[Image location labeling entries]

'''

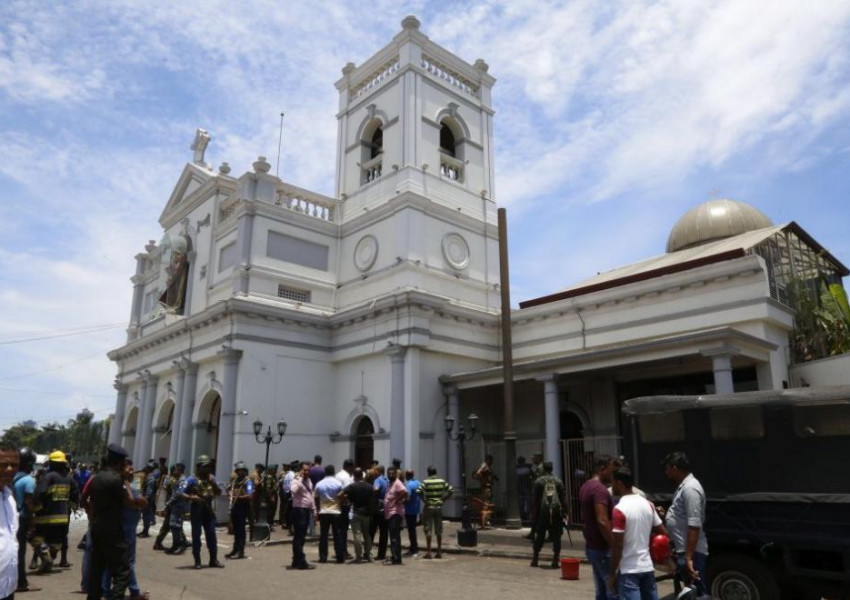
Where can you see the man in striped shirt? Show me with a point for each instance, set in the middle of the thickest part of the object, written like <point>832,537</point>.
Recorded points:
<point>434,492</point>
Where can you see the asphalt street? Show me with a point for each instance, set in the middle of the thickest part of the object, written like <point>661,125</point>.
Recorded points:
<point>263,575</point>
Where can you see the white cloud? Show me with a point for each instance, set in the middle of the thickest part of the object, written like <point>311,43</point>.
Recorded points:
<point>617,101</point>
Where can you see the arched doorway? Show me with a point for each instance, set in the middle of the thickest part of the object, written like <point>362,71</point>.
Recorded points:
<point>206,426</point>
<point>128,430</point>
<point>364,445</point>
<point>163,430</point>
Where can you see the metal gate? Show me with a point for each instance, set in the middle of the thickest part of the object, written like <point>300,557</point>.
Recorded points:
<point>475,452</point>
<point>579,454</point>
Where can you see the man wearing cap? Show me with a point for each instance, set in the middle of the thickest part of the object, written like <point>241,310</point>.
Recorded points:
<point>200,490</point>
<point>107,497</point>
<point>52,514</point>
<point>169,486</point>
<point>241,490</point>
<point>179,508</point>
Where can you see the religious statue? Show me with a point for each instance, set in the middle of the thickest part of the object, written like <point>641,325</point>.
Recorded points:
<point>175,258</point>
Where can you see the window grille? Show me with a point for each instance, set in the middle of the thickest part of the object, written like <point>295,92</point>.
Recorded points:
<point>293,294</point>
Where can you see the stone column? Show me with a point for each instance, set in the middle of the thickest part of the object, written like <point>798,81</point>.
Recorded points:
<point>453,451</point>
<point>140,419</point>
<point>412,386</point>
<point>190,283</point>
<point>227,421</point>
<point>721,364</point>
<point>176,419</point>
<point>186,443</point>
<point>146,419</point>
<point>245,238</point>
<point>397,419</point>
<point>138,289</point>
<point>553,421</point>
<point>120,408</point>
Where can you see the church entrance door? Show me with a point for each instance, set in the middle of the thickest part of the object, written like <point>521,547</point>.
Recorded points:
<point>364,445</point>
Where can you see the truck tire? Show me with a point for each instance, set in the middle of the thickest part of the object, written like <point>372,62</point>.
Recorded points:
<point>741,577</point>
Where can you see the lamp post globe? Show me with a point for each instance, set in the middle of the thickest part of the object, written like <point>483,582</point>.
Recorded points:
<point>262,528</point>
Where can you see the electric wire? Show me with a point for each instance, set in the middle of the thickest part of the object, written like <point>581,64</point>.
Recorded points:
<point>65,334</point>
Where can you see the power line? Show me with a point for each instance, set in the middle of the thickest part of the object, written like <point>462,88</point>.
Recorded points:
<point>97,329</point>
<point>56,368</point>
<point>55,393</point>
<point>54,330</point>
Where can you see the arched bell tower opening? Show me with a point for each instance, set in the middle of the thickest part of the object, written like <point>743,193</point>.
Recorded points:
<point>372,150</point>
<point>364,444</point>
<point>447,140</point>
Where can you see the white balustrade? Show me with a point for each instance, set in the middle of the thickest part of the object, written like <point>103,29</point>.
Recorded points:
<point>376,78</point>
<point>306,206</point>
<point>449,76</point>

'''

PROBLEM TO SOLVE
Reproduce only the data from the line containing "Where can you see the arched doorway?" through the line containing "<point>175,258</point>", requests included, with every recorded point coordinate scaled by 1.75 and rounded to a whole number, halves up. Leave the sample coordinates inside the requests unchanged.

REPLY
Where can you see the arched doorway? Show me with a point for each instance, set in the middle of the thickest part of the object, written like <point>362,71</point>.
Recorded points:
<point>361,746</point>
<point>224,753</point>
<point>637,779</point>
<point>285,753</point>
Where can you see the metal gate? Show me with a point for each instance, set in the middle of the thickest part of the object, written like <point>300,557</point>.
Recorded points:
<point>831,791</point>
<point>1013,795</point>
Where can you see the man wearing cap? Show me with a point for each instance, set in the middle of the thickest part of the object, written like <point>241,310</point>.
Recorded points:
<point>350,858</point>
<point>187,870</point>
<point>91,900</point>
<point>296,851</point>
<point>422,858</point>
<point>313,889</point>
Where can you see the religious statue? Show me with a point for each instance, set in the middle of the thickest part of the object, written like <point>641,325</point>.
Recorded points:
<point>306,452</point>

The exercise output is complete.